__Text segment__.
— START —
Fort Granville was a militia stockade located in the colonial Province of Pennsylvania.  Its site was about a mile from Lewistown, in what is now Granville Township, Mifflin County.  Active from 1755 until 1756, the stockade briefly sheltered pioneer settlers in the Juniata River valley during the French and Indian War.

Background
After the French victory in the Battle of the Monongahela on July 9, 1755, English settlers, who set up farms on Native American lands that they had illegally squatted on drew in hostilities from Native Americans. Native Americans who never legally ceded their land, resorted to hit-and-run tactics on the Pennsylvania frontier. The Native American tribes whose land was underhandedly sold by the Iroquois and the Province of Pennsylvania then entered in alliances with Native Americans from present-day Ohio. The underhanded doings of the English and the Iroquois led to the  Franco-Indian alliance with Native American Nations who distrusted the Iroquois, the British, and Pennsylvania. The Shawnee and Delaware sought to drive settlers off of land sold out from under the Shawnee by the British and Iroquois in western Pennsylvania. The provincial government of Pennsylvania decided that a string of forts should be constructed across the province from the Delaware Water Gap to the Maryland line. On December 17, 1755, Capt. George Croghan was issued the order below as signed by Benjamin Franklin, Joseph Fox, Joseph Hughs, and Evan Morgan:

Sir:—You are desired to proceed to Cumberland County and fix on proper places for erecting three stockades, viz.: One back of Patterson's, one upon Kishecoquillas, and one near Sideling Hill; each of them fifty feet square, with Block House on two of the corners, and a Barracks within, capable of lodging fifty men. You are also desired to agree with some proper Person or Persons to oversee the workmen at each Place, who shall be allowed such Wages as you shall agree to give, not exceeding one Dollar per day; and the workmen shall be allowed at the rate of six Dollars per month and their Provisions, till the work is finished.

Location and construction
Instead of constructing the fort at the mouth of the Kishacoquillas Creek, Croghan went up the Juniata River to a site near a spring. The exact location can no longer be determined, as the construction of the Pennsylvania Canal destroyed the spring around 1829. According to historian Walter O'Meara, "This fort was an important link in the chain of strongpoints on the west side of the Susquehanna [River], commanding the point where the Juniata falls through the mountains."
— END —
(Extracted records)
— START —
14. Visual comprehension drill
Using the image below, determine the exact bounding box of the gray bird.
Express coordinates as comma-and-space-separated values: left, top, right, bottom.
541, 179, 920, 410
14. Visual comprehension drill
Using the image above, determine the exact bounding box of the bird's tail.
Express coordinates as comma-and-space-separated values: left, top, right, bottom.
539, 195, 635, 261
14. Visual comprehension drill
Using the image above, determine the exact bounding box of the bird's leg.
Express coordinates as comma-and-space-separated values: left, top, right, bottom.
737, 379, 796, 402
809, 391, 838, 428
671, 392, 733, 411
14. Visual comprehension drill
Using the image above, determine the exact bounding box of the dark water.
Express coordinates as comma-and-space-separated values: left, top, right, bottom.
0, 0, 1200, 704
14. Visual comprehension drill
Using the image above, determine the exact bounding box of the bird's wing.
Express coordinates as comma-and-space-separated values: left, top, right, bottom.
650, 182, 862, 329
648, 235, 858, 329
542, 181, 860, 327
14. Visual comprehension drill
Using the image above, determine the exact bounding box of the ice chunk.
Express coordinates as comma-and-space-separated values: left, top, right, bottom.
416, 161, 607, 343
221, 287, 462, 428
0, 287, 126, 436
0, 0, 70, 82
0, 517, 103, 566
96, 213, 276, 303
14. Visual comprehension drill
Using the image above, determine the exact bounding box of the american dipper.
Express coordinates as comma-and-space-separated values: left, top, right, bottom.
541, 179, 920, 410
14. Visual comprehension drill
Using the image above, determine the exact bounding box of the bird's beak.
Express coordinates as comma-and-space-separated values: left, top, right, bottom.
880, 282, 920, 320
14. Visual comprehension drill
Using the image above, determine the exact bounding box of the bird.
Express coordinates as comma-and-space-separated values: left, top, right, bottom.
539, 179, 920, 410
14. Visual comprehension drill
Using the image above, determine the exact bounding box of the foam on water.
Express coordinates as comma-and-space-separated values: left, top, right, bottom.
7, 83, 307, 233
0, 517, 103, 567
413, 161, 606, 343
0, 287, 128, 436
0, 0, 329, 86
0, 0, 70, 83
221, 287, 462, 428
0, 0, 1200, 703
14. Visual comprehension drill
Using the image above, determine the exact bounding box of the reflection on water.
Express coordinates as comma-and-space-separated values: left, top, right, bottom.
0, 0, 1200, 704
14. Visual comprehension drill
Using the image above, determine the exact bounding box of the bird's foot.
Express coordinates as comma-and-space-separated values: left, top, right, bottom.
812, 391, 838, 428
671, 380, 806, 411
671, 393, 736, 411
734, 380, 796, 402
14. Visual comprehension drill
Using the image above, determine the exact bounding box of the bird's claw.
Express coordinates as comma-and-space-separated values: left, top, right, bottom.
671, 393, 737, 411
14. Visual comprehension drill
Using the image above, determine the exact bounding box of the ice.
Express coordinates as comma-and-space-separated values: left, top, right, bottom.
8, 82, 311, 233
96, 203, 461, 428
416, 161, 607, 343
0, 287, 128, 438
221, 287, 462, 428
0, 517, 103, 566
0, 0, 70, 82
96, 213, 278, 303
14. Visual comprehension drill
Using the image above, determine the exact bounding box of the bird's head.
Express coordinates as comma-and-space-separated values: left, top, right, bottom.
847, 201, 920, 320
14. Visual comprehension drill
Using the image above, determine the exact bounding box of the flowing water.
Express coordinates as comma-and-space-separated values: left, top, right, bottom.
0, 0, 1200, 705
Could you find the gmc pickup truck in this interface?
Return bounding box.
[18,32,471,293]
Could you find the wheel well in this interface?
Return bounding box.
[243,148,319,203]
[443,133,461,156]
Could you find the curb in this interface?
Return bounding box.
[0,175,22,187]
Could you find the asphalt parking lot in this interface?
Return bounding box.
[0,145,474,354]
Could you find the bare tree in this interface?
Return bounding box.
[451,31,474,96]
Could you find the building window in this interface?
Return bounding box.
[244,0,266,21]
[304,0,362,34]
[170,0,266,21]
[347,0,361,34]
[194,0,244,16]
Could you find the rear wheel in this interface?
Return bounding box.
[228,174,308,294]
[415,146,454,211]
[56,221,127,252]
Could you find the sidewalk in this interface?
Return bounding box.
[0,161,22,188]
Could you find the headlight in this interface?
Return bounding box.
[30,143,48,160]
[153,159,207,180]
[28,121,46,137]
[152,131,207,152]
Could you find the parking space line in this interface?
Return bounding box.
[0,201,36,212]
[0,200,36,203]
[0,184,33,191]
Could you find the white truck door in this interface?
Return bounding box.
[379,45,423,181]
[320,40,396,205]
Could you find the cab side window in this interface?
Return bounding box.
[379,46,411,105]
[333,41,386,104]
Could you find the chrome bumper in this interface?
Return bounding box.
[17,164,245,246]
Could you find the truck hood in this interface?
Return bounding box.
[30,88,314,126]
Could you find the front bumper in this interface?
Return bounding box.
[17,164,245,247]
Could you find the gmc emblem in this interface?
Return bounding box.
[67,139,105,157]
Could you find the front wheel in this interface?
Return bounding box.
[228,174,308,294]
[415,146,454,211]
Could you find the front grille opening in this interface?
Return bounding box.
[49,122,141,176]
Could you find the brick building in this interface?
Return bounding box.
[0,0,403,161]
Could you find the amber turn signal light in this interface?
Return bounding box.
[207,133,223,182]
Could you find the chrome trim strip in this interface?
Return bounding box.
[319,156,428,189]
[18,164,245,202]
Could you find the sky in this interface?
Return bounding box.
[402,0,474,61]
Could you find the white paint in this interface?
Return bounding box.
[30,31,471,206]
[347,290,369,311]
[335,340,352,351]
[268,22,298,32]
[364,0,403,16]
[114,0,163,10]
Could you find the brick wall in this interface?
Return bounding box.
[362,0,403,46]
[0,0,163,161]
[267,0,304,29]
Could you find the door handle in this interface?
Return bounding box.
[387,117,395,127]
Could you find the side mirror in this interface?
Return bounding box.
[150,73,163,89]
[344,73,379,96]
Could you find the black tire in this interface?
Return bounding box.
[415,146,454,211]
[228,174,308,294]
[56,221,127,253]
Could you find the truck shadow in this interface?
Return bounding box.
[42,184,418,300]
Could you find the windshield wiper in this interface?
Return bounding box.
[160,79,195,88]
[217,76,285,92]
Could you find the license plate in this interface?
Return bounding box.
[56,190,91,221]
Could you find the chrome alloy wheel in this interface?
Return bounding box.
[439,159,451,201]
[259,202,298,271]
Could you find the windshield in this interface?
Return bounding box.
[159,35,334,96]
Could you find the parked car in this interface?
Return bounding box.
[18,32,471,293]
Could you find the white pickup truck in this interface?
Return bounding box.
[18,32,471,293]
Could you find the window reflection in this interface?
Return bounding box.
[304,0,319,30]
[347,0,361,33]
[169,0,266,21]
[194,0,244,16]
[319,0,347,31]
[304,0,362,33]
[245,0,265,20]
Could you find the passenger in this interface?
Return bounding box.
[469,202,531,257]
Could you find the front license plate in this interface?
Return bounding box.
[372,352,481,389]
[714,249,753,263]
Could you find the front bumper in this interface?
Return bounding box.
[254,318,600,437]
— END —
— START —
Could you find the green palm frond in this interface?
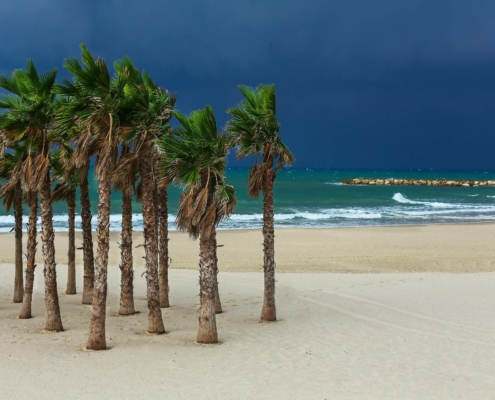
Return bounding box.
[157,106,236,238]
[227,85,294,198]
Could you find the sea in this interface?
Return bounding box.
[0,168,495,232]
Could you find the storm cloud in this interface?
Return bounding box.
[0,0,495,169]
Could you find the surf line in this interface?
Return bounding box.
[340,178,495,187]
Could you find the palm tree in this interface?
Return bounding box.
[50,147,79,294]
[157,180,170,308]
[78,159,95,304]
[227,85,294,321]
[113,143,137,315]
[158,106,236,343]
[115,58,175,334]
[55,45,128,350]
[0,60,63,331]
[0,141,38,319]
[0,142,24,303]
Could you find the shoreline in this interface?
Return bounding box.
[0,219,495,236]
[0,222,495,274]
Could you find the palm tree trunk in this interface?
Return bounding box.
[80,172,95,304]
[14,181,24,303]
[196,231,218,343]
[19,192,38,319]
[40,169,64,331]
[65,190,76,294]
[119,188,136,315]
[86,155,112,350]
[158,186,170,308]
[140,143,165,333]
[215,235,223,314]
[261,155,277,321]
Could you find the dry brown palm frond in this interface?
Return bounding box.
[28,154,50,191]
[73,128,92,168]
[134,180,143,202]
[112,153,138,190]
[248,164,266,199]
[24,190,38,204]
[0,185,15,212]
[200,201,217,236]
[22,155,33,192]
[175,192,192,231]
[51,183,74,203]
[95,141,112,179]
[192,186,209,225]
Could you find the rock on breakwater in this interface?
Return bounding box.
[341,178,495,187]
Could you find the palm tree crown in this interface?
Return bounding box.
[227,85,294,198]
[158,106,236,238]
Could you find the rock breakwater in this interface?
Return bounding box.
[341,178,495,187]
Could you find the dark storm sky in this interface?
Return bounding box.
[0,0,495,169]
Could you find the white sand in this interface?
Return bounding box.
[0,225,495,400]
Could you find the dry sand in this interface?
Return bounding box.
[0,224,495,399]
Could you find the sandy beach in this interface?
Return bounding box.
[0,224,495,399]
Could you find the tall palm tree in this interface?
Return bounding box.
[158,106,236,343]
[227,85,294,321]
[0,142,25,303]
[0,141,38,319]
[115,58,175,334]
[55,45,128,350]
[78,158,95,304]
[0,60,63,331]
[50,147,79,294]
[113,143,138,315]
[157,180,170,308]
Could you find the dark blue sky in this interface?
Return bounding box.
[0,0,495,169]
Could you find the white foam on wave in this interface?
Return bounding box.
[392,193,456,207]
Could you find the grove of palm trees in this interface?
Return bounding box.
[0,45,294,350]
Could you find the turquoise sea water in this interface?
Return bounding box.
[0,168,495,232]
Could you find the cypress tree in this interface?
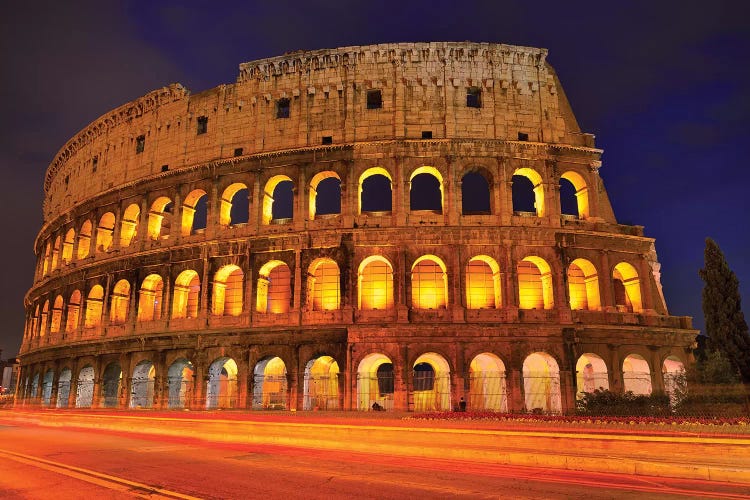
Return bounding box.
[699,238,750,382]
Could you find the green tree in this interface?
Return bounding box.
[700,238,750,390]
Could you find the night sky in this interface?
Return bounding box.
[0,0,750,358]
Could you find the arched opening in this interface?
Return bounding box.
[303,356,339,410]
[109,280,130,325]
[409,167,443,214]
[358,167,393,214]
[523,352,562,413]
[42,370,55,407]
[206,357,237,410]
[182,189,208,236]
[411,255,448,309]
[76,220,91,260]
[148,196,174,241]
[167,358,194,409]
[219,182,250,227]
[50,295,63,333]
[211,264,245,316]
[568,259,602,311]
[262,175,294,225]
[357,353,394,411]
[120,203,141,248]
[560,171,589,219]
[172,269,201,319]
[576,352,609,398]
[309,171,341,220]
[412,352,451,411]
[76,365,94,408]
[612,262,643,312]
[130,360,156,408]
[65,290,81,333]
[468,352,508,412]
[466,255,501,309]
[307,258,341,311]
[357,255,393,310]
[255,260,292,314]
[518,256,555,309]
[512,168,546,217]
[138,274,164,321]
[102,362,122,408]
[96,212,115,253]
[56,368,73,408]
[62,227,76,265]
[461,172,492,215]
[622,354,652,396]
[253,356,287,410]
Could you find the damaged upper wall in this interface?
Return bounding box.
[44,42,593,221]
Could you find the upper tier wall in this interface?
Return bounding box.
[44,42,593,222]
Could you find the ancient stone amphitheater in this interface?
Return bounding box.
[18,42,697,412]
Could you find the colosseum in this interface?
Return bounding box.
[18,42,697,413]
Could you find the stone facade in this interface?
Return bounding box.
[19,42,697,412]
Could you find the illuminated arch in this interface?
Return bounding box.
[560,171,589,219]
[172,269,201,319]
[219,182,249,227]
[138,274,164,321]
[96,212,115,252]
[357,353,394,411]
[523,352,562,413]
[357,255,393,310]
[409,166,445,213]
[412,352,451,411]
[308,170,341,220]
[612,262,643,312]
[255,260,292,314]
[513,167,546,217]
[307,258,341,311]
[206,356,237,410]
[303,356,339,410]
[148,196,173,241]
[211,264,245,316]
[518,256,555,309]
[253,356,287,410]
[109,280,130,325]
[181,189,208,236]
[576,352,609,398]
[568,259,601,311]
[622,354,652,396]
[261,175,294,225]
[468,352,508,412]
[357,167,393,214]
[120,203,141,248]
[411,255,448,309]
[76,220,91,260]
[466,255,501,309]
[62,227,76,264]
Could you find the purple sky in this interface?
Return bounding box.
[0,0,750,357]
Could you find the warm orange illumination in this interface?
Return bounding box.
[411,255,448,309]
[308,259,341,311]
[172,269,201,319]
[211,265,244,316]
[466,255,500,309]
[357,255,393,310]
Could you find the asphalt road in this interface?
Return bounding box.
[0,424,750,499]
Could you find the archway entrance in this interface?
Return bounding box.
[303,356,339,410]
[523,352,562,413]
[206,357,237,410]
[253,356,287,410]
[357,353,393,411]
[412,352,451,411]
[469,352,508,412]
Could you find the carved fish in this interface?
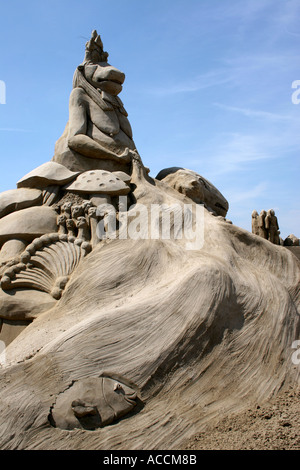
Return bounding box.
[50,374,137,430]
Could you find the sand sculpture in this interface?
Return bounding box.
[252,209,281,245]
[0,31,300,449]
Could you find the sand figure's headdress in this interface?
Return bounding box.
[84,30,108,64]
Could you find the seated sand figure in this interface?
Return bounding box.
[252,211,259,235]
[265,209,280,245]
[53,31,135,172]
— END —
__Written tasks__.
a - Answer these questions from the Fort Granville text:
(i) During which years was the stockade active?
(ii) What was the highest daily wage that an overseer of the workmen could be paid?
(iii) What destroyed the spring near the fort's site, and around what year?
b - Echo the part of the Fort Granville text starting with "Sir:—You are desired" and going on through "work is finished.", keeping every word and mark unchanged.
c - Write what follows in the Fort Granville text, beginning after its last sentence.

__The replies__.
a -
(i) From 1755 until 1756.
(ii) One dollar per day.
(iii) The construction of the Pennsylvania Canal destroyed it, around 1829.

b -
Sir:—You are desired to proceed to Cumberland County and fix on proper places for erecting three stockades, viz.: One back of Patterson's, one upon Kishecoquillas, and one near Sideling Hill; each of them fifty feet square, with Block House on two of the corners, and a Barracks within, capable of lodging fifty men. You are also desired to agree with some proper Person or Persons to oversee the workmen at each Place, who shall be allowed such Wages as you shall agree to give, not exceeding one Dollar per day; and the workmen shall be allowed at the rate of six Dollars per month and their Provisions, till the work is finished.

c -
Military history

By the summer of 1756, the local settlers only left the fort when absolutely necessary due to an increase in the number of sightings of Native Americans intent on reclaiming their land. In 1754, the British and Iroquois had sold lands traditionally recognized as belonging to the Shawnee. In response, the Shawnee called on Indian allies from across the Ohio Valley. Delaware and Illinois warriors, along with a small group of French soldiers joined the Shawnee in their effort to drive off the new interlopers by attacking recently established farms. farms. By the summer of 1756, the combined Native American forces had driven most settlers in the area to Fort Granville. Assistance for the recent settlers arrived under the command of Lt. Armstrong with a militia force to protect them during the harvest. Some of this militia was sent south to Tuscarora to help the settlers there. Around July 22, some sixty to seventy Indian warriors -including Shawnee, Delaware, and Illinois - appeared outside the fort ready for battle, but the commanding officer declined to engage in hopes they would dissipate. The Native Americans fired at one man and wounded him but he was able to get back into the fort with no serious injury. A short distance from the river they killed a man named Baskins, burned his house, and took his wife and children captive. They also took Hugh Carrol and his family prisoners.

On July 30, Capt. Edward Ward, commandant at Fort Granville, took all but twenty-four men out of the fort to protect settlers in Sherman's Valley, leaving Lt. Edward Armstrong in command at the fort. The Native Americans ascertained the number left behind, and one hundred of them, along with fifty-five Frenchmen, led by Francois Coulon de Villiers—not his brother, Louis Coulon de Villiers, as is often written incorrectly—attacked the fort on August 2. "Most of the garrison was away, protecting harvesters in the vicinity; but a Lieutenant Armstrong and 24 men held off the attackers until the next morning."

About midnight, Coulon's men succeeded in setting Fort Granville on fire. Armstrong was shot while trying to extinguish the fire, and the French commander ordered a suspension of hostilities. Coulon offered quarter to the defenders for their surrender several times, but Armstrong would not surrender. He was later shot a second time and succumbed.

Shortly after Armstrong's death, Sergeant John Turner surrendered the fort, garrison, and civilians who had taken refuge inside the stockade.  The unfortunate sergeant was made an example of by the victors. They tied him to a stake and "after having heated several old gun barrels red-hot, they danced around him, and every minute or two, seared and burned his flesh... After tormenting him almost to death, they scalped him, and then held up a lad, who ended his sufferings by laying open his skull with a hatchet."  The death of Turner was due to a personal feud with an Indian whom he had had badly beaten at a previous time.  The captives were taken to Fort de Chartres in the Illinois country, where they were ransomed from the Indians by the French officers and local inhabitants.  Escorted to New Orleans, they were then repatriated to England and eventually returned to the American colonies.

Following orders from the French commander, Fort Granville was burnt by Captain Jacobs, leader of the Delaware participants. The French and Indian raid led to retaliation in the form of the Kittanning Expedition, led by Lt. Armstrong's brother, John Armstrong.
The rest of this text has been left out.